**Entries from a dataset:**
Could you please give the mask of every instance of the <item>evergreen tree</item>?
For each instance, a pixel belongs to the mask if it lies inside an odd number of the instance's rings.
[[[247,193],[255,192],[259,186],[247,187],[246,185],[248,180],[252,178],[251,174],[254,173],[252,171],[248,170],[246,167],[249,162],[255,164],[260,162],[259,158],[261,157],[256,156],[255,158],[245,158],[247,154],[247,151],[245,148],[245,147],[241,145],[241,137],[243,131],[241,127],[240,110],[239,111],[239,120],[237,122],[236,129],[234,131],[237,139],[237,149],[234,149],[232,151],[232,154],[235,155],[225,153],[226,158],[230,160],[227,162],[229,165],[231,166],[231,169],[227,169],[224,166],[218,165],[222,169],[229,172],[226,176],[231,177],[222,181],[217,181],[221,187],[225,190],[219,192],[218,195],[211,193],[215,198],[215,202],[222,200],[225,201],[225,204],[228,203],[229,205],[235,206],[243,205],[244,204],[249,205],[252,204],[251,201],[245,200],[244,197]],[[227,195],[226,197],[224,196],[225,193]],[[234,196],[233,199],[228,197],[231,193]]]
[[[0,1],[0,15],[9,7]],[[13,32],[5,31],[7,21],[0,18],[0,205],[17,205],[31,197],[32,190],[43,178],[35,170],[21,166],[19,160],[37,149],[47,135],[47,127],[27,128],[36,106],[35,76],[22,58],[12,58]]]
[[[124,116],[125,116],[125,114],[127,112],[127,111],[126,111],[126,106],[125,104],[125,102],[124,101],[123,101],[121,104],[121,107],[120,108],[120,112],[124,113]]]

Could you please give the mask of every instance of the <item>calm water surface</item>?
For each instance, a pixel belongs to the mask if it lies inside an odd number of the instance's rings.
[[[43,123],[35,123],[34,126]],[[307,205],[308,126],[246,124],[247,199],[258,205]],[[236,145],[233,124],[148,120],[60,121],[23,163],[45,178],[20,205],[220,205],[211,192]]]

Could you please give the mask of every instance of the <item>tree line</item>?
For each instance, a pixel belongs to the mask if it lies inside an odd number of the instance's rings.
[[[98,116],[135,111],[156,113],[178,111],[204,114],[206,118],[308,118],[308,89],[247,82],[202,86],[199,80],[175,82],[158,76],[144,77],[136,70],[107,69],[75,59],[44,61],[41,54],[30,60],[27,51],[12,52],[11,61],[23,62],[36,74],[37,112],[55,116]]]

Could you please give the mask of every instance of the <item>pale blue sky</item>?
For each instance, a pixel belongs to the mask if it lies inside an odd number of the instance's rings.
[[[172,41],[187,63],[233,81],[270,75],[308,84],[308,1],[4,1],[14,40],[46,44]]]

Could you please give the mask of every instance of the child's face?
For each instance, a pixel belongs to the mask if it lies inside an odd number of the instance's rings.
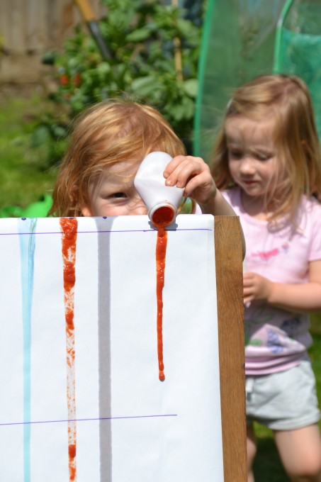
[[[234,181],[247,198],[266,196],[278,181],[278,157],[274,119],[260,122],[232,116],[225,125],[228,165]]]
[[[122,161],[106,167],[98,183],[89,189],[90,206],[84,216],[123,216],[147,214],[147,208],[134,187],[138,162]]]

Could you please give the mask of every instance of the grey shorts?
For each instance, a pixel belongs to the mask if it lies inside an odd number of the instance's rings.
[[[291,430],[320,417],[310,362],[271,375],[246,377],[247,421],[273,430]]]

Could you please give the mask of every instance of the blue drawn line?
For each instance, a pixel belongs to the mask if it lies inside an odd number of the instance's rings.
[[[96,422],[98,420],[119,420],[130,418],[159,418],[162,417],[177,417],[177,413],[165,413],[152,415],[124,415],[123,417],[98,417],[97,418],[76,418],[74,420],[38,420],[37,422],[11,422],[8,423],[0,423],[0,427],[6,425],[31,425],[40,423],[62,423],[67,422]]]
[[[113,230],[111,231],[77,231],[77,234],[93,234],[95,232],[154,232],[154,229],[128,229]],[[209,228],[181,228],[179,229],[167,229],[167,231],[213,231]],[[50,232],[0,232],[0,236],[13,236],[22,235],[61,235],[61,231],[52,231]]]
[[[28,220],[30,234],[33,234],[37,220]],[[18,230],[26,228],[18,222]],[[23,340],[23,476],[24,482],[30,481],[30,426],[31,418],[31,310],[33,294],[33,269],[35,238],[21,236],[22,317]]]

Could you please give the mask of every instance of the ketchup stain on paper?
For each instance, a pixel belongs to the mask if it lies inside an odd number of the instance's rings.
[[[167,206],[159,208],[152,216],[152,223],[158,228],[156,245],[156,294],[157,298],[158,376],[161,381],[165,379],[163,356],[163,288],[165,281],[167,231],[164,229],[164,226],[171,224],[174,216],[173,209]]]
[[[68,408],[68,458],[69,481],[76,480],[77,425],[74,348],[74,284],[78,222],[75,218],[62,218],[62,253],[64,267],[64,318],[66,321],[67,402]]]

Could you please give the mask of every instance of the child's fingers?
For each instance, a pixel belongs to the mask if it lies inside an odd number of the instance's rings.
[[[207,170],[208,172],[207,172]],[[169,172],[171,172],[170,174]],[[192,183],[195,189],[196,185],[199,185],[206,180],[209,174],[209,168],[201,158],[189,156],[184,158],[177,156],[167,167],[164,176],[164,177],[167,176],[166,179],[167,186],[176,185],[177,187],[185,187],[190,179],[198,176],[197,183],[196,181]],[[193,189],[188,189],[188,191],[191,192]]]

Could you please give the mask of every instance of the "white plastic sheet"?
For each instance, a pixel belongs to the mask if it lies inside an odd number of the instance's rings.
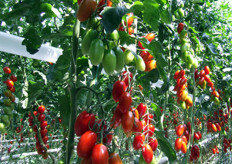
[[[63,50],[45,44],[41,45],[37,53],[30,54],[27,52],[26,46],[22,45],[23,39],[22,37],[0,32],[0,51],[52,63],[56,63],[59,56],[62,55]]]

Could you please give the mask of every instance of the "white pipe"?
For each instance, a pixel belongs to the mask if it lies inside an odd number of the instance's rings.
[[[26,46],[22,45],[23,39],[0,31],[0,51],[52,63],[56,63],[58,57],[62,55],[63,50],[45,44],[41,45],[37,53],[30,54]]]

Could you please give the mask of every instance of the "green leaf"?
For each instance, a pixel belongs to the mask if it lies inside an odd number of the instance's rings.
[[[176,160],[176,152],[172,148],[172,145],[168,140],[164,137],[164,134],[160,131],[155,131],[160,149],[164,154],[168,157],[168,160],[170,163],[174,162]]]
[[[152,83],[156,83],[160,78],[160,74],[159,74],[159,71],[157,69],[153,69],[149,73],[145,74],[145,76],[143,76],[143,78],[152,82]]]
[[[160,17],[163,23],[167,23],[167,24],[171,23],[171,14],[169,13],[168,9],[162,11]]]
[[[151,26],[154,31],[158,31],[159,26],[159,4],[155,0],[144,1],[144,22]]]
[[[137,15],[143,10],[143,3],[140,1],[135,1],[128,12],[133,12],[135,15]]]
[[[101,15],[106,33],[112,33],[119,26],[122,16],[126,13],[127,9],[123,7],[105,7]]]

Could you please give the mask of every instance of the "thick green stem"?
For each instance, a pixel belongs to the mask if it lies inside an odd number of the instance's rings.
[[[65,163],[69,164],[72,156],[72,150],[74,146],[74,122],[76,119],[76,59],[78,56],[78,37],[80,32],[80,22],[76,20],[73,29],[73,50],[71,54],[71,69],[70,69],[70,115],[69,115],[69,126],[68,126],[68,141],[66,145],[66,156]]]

---

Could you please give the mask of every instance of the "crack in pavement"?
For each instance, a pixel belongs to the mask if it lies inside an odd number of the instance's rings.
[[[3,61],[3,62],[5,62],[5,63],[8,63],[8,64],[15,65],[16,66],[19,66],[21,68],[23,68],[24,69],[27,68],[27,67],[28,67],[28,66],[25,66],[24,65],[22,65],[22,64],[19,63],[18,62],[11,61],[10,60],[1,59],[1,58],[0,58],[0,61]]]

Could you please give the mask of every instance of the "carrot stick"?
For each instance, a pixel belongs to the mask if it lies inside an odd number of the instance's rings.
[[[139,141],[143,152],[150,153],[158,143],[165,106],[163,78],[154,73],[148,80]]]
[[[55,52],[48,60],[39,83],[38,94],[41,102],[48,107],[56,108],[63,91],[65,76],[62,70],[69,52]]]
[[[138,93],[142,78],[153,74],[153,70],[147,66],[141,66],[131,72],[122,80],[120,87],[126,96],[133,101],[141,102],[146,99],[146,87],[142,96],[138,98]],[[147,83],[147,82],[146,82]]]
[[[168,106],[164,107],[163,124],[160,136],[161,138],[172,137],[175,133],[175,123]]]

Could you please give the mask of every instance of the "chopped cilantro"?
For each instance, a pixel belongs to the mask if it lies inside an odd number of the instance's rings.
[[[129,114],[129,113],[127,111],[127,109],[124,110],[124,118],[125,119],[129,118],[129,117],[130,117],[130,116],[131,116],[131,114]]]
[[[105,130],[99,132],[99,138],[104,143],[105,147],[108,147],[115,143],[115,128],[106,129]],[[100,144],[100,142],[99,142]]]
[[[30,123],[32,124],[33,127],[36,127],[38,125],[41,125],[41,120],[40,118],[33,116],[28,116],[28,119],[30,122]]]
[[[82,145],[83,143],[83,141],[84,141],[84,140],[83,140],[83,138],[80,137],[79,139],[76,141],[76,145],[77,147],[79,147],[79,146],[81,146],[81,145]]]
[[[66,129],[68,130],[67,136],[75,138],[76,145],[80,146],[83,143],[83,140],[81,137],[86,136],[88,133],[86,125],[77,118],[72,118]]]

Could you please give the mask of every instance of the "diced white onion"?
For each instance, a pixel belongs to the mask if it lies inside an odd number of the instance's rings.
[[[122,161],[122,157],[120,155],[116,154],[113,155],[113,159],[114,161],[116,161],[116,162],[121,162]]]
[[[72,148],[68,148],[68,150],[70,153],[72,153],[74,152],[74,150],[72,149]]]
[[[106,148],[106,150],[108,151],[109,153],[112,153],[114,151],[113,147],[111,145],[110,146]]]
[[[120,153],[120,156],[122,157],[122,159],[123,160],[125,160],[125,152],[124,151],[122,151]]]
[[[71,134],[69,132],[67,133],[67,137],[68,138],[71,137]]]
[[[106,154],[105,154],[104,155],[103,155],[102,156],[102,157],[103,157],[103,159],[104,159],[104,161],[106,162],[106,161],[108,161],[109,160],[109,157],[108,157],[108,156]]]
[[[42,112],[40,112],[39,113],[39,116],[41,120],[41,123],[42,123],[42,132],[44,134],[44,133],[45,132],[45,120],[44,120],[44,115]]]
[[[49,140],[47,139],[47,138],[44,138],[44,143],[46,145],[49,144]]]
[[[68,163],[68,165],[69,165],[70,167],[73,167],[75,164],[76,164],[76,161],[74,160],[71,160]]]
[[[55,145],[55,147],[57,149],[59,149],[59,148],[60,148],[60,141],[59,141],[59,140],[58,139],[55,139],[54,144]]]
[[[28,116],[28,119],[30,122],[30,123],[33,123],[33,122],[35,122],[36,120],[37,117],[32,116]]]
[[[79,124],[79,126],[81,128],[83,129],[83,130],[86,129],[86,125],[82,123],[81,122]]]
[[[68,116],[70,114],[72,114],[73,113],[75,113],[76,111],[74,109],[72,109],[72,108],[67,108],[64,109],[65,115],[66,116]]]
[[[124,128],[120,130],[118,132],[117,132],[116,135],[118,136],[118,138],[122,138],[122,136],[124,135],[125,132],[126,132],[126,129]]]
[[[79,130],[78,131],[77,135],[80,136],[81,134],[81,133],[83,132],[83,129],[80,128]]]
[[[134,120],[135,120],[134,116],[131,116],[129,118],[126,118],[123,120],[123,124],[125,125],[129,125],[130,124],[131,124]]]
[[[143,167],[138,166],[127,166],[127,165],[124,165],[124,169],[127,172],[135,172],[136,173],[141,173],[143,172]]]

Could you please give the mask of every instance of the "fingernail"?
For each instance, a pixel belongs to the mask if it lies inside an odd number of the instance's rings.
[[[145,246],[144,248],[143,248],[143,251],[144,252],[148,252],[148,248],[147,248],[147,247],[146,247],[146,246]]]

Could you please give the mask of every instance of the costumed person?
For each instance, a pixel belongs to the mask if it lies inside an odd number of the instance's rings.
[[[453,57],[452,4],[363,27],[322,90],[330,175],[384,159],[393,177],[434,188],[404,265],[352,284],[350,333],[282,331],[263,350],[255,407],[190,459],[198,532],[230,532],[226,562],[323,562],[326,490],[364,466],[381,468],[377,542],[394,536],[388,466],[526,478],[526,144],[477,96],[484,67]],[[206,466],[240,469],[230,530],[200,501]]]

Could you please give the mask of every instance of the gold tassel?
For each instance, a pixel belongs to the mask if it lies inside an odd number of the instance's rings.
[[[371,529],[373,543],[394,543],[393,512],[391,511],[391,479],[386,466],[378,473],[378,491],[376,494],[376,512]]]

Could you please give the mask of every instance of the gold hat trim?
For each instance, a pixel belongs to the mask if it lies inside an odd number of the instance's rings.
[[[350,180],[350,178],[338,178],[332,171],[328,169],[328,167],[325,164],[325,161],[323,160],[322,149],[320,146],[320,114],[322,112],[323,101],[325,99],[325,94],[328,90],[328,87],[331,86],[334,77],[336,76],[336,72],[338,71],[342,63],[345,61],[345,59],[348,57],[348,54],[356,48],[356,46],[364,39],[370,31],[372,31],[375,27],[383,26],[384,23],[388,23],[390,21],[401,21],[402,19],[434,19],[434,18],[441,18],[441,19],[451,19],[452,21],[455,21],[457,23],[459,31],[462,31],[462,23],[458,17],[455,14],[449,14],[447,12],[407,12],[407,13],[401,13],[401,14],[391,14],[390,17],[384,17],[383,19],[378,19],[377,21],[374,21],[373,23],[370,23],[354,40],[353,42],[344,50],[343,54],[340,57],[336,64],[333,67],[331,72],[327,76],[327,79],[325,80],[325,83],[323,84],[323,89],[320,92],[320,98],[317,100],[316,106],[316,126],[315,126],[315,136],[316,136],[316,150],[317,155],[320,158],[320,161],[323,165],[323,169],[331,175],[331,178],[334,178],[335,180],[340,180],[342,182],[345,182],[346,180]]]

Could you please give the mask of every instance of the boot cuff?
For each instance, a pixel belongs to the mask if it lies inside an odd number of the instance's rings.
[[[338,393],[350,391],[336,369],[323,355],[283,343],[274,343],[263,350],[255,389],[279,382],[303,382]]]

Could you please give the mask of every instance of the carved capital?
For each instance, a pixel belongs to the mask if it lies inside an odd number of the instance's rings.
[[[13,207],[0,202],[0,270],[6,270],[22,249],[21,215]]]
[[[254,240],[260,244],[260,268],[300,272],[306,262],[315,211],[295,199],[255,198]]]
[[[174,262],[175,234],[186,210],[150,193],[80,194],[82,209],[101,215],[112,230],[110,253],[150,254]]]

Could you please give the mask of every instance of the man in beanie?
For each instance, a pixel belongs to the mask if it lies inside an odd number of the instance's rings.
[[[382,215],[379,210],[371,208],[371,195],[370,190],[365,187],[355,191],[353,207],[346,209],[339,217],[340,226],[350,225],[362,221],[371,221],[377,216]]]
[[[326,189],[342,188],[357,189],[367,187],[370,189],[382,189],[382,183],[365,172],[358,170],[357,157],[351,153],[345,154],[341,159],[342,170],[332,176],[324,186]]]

--

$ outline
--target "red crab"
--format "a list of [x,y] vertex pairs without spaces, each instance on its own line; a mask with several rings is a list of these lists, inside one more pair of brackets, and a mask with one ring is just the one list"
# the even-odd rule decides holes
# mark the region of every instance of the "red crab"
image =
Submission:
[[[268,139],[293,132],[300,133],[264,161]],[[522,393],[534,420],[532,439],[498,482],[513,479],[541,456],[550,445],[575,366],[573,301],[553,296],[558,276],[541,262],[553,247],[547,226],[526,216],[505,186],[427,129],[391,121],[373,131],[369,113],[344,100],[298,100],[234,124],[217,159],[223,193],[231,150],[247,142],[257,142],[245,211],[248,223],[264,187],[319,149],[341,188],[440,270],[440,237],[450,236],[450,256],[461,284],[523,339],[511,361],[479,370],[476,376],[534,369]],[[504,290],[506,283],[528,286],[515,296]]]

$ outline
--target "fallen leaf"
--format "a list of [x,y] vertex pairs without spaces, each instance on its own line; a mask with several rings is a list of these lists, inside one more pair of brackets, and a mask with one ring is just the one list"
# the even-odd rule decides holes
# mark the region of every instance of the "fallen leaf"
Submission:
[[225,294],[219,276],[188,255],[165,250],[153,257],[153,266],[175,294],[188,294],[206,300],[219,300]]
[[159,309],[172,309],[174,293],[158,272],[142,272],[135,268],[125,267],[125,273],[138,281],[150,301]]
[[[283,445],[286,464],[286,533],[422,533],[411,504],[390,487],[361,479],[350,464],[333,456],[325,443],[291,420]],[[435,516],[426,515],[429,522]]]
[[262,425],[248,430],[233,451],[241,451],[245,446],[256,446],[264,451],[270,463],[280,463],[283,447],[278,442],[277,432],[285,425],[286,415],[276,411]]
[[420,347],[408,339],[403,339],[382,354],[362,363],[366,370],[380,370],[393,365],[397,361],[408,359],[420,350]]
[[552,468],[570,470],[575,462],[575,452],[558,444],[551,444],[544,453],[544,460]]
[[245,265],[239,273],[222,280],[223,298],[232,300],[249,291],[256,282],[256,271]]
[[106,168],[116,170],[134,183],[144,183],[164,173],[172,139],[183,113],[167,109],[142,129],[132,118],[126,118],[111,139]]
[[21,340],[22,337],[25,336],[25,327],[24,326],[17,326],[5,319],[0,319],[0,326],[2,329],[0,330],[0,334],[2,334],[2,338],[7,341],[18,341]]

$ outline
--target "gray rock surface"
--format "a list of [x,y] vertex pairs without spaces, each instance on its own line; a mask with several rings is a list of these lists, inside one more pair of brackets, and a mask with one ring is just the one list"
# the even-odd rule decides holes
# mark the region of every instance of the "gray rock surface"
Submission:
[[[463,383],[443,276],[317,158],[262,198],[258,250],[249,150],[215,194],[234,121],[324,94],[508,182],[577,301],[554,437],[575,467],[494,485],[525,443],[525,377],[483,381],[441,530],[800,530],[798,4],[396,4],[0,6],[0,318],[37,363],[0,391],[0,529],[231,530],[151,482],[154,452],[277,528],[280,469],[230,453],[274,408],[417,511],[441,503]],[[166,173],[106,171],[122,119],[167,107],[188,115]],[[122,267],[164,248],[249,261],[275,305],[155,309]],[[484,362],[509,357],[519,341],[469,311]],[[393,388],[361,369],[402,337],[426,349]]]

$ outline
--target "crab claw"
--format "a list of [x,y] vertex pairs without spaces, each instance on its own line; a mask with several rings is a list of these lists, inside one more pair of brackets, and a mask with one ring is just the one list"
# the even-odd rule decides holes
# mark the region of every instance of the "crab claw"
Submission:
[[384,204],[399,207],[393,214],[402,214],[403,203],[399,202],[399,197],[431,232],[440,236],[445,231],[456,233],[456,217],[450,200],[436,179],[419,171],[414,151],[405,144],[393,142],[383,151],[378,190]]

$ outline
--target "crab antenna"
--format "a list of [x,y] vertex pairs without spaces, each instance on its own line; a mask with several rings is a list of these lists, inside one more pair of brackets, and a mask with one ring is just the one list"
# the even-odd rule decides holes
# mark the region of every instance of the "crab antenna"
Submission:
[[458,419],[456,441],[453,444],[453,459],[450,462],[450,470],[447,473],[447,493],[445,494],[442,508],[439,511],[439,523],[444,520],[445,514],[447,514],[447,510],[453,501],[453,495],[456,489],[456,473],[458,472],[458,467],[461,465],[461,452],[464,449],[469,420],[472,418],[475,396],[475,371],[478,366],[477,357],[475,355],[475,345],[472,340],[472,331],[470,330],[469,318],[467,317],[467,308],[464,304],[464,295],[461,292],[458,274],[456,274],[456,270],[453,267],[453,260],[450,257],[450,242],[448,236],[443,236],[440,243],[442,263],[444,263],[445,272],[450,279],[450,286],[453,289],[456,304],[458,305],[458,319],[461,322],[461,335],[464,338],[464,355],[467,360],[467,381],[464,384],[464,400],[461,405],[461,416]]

**SET TASK:** Pull out every line of the records containing the string "claw", and copy each one. Case counts.

**REPLY:**
--target "crab claw"
# mark the region of every instance of the "crab claw"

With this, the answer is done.